Excerpted text.
A third resident of a nursing rehabilitation center in western Henrico County has died and nearly a dozen more patients and four health care workers have been infected by a COVID-19 outbreak in a highly vulnerable population.
Canterbury Rehabilitation & Healthcare Center confirmed the third death Wednesday, a day after the announcement that two residents had died from the virus, which attacks the respiratory system and has killed more than a dozen Virginians.
Dr. James Wright, Canterbury’s medical director, said in a statement Wednesday that 14 residents have tested positive in the past 11 days and two of those patients are currently hospitalized. Nine others are receiving treatment onsite at Canterbury in an isolated unit.
“The safety and health of Canterbury residents and staff is our primary concern,” Wright said. “We are working directly with local and state health departments and taking guidance from the Centers for Disease Control protocols to help contain further spread of the virus.”

Action item.
In the article on the COVID-19 outbreak at Canterbury Rehabilitation & Healthcare Center, how many residents does the medical director say tested positive in the past 11 days?

Excerpted records.
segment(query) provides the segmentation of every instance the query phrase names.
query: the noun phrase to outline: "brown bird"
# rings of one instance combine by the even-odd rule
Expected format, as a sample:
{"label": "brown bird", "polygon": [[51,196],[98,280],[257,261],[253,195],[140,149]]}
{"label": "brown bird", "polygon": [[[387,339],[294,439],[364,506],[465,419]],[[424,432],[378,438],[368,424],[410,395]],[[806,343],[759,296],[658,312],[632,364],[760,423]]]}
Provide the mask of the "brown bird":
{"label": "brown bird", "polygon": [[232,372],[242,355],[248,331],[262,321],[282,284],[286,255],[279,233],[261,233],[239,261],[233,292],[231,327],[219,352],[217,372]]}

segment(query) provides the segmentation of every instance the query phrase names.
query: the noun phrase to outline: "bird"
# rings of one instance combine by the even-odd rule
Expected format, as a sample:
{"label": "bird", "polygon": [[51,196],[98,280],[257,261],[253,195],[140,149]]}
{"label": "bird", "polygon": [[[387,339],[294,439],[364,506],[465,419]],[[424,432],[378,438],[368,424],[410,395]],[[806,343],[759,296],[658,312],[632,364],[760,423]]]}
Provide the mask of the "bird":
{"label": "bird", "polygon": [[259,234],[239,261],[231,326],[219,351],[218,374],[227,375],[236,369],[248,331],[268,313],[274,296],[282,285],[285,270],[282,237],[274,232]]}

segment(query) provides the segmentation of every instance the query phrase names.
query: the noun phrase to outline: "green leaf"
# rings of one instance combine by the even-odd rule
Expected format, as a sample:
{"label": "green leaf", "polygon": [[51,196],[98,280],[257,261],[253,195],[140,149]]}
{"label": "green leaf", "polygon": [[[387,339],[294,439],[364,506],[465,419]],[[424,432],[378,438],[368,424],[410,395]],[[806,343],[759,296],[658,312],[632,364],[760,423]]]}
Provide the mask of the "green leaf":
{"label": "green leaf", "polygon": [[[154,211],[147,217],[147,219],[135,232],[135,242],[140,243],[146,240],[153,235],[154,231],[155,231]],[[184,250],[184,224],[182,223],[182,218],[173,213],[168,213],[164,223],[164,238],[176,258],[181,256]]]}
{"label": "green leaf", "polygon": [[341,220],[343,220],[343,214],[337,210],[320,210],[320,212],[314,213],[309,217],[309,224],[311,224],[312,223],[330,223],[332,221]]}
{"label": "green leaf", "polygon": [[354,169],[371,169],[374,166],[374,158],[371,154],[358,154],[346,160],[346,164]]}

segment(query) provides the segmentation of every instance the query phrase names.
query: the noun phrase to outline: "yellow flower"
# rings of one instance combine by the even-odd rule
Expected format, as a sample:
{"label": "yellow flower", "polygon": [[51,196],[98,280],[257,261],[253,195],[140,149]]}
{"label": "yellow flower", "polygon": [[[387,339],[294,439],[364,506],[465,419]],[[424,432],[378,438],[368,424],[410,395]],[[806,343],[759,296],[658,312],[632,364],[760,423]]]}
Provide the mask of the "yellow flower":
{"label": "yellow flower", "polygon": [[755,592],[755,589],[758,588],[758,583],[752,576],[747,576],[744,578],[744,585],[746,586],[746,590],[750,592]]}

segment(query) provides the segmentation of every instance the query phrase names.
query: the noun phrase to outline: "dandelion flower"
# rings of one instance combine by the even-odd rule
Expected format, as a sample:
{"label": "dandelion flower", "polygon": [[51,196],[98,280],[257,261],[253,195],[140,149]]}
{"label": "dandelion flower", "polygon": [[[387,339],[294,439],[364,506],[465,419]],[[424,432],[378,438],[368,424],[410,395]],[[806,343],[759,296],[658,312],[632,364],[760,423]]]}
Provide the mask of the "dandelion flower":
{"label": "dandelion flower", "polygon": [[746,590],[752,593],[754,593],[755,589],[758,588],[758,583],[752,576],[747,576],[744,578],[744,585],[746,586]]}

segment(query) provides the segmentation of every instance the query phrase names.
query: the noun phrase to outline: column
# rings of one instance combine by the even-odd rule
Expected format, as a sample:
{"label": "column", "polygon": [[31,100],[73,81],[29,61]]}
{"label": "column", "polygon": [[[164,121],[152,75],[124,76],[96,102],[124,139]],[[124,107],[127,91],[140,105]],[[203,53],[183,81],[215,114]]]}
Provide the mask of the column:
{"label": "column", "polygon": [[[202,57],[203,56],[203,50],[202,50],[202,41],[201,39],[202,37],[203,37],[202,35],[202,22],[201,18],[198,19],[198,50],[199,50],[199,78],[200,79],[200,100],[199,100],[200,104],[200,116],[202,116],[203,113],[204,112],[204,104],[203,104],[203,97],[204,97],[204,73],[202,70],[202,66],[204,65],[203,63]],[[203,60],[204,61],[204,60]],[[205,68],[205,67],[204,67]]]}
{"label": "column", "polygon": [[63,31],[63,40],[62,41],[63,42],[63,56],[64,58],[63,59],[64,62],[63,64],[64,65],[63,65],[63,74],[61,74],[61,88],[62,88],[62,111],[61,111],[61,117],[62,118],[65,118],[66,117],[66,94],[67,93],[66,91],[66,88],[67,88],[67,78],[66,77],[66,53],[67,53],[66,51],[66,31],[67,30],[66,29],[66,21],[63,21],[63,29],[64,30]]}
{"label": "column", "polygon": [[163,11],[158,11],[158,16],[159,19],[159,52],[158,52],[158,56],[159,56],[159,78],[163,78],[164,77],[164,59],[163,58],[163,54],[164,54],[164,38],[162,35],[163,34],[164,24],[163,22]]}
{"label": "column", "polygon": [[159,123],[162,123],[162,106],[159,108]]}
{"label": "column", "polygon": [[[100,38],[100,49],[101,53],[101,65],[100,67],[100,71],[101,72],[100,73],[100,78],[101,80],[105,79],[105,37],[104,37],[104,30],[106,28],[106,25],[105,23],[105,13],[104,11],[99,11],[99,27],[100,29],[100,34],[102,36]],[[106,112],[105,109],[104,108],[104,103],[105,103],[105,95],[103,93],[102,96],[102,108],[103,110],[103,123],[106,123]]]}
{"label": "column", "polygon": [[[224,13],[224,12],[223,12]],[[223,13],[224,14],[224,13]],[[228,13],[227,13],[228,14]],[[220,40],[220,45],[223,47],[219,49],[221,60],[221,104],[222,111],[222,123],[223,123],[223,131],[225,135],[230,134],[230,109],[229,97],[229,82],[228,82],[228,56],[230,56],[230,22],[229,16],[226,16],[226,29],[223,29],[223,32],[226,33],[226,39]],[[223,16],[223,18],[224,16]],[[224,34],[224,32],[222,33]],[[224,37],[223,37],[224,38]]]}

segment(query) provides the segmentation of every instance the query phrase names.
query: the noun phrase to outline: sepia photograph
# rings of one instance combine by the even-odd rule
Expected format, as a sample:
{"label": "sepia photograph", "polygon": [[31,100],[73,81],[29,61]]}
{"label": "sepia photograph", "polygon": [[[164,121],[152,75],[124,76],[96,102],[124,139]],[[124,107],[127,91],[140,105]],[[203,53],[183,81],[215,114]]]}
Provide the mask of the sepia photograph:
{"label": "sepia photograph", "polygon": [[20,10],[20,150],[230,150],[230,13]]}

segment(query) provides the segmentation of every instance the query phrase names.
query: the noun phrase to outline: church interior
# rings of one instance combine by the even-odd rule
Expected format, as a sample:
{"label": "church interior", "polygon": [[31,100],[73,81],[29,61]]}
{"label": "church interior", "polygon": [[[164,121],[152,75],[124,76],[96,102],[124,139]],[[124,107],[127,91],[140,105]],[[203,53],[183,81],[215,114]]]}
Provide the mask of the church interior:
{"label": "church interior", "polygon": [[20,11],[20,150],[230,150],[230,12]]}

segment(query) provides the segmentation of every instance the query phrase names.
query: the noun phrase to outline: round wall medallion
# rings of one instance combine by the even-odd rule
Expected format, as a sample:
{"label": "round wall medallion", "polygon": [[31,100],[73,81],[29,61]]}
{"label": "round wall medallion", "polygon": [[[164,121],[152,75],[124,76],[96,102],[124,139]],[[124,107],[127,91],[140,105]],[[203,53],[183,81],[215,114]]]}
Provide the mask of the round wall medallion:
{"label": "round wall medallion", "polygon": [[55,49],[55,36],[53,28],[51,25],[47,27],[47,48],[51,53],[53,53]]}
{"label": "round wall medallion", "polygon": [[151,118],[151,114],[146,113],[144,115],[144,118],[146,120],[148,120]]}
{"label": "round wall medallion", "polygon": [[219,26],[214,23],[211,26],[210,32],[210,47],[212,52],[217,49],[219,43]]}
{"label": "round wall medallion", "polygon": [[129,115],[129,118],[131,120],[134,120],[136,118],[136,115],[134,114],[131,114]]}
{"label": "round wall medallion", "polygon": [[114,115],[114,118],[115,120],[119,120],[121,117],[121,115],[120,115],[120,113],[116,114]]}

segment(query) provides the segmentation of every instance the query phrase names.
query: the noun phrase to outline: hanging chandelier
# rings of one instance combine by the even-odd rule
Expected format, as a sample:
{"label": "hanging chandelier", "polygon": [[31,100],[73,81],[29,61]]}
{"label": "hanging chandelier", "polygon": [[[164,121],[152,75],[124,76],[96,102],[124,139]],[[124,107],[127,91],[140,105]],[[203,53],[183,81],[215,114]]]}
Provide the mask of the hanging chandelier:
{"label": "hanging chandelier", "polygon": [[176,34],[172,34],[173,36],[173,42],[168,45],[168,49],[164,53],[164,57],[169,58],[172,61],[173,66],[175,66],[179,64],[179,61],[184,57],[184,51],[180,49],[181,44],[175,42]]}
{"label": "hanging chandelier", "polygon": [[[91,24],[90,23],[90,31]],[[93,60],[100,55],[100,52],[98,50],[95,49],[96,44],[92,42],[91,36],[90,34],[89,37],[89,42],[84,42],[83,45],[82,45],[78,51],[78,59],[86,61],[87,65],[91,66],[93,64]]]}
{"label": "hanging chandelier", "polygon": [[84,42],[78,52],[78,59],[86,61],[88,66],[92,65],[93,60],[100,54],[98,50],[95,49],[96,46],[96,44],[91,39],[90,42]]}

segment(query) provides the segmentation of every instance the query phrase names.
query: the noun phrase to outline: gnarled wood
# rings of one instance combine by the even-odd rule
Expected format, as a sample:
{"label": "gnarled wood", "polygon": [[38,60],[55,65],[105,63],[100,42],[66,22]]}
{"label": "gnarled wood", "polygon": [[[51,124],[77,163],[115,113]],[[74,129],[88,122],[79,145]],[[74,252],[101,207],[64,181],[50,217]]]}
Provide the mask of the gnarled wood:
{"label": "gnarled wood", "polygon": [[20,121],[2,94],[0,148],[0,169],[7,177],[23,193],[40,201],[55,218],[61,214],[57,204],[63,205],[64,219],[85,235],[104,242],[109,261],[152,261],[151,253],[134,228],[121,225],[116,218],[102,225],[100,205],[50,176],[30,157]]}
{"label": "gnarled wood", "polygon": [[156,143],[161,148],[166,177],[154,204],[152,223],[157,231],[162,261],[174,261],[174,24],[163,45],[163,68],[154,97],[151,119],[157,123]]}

Written response.
14 residents.